> **Problem to work on**: Recast the lines below, from the line with "Can you tell me where the winding" to the line with "(91, 149), (224, 267)", both included, as a JSON list of strings with one string per line and no blank lines.

===== Records shown

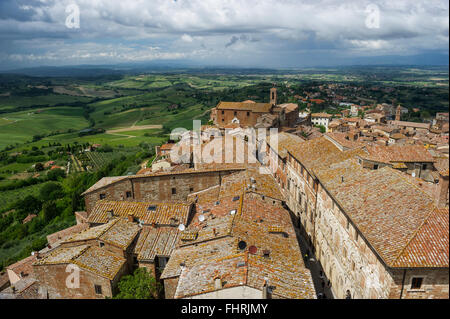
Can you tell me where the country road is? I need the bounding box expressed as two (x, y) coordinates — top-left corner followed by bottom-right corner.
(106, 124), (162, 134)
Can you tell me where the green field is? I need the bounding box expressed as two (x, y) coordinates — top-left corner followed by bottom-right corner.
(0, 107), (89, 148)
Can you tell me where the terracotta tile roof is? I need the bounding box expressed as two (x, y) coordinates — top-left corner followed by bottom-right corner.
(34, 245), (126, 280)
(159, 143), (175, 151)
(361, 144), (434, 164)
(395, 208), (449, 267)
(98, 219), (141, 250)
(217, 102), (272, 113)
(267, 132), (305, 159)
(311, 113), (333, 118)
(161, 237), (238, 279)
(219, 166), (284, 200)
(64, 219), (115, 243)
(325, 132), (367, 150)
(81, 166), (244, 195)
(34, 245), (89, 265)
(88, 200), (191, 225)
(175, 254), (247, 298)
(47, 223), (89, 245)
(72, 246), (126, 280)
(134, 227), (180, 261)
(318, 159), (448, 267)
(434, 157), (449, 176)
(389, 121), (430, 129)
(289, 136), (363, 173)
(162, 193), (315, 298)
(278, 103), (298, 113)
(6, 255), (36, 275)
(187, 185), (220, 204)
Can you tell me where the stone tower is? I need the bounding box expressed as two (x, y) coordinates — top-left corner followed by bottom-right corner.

==========
===== Records shown

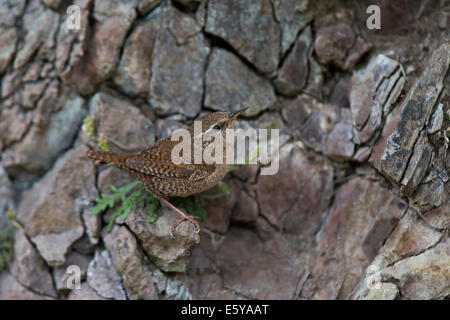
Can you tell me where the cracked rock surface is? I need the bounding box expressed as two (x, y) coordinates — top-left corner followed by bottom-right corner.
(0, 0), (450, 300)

==========
===== Records shown

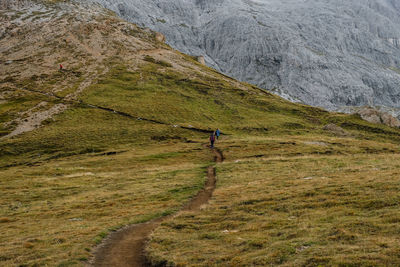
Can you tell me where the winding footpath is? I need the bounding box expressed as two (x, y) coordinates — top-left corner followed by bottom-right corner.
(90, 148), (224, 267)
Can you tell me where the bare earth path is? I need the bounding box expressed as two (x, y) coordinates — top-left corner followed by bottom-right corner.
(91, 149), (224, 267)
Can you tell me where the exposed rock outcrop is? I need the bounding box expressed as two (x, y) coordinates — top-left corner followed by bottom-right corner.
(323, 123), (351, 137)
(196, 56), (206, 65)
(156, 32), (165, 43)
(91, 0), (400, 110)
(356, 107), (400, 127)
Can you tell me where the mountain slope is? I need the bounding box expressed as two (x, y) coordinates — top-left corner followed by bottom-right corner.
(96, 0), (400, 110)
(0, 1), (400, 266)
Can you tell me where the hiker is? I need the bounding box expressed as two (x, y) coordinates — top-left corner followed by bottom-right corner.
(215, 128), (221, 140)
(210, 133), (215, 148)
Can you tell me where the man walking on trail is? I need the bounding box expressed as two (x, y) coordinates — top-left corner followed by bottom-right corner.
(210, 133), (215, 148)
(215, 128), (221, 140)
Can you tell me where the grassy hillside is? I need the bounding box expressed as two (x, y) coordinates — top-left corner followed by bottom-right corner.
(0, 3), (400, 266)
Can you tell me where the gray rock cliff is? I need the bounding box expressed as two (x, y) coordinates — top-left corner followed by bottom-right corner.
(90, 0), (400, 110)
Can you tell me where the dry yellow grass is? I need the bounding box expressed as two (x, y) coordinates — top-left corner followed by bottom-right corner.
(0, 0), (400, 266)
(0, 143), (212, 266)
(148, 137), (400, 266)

==========

> **Answer for this exercise**:
[
  "Can you tell me where the winding footpath is? I need the bounding box expressed as two (x, y) coordinates — top-left corner followed by bottom-right corner.",
  "(90, 148), (224, 267)",
  "Can you tell me where the bare earth path is? I need the bounding box expressed as two (x, y) coordinates — top-left corner followed by bottom-right corner.",
  "(91, 149), (224, 267)"
]